### ACTIVITY:
Begin at the line with "FIND: mrf logo on bat" and return each line through the final one of the listing below, exactly as written.

### EXERCISE MATERIAL:
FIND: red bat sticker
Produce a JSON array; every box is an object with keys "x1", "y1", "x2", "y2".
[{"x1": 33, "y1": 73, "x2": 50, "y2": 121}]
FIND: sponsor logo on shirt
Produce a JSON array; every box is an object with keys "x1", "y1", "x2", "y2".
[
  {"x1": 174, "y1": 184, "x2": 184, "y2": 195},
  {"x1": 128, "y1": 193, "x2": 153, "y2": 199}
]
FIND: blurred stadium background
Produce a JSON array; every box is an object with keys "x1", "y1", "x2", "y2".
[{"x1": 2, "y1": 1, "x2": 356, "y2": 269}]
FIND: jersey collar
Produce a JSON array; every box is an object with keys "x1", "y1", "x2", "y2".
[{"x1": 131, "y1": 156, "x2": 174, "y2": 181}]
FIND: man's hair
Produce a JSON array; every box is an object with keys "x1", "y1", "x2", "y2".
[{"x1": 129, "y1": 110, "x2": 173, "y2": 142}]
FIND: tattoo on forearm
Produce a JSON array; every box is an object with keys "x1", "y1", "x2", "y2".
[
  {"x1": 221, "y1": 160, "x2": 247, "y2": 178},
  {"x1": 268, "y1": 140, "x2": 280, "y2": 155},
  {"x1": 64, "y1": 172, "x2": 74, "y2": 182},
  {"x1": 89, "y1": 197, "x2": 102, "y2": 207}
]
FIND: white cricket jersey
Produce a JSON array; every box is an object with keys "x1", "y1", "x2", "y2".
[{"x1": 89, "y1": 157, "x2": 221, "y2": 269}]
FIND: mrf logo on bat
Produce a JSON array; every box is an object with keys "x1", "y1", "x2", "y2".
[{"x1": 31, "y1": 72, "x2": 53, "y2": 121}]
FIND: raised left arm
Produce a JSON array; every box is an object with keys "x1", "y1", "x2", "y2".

### SOLUTION FOR THIS TASK:
FIND: mrf logo on bat
Produce a JSON array; every box is an object with keys "x1", "y1", "x2", "y2".
[{"x1": 31, "y1": 72, "x2": 53, "y2": 121}]
FIND: raised left arm
Produce a JSON array; every box is an object with keys "x1", "y1", "x2", "y2".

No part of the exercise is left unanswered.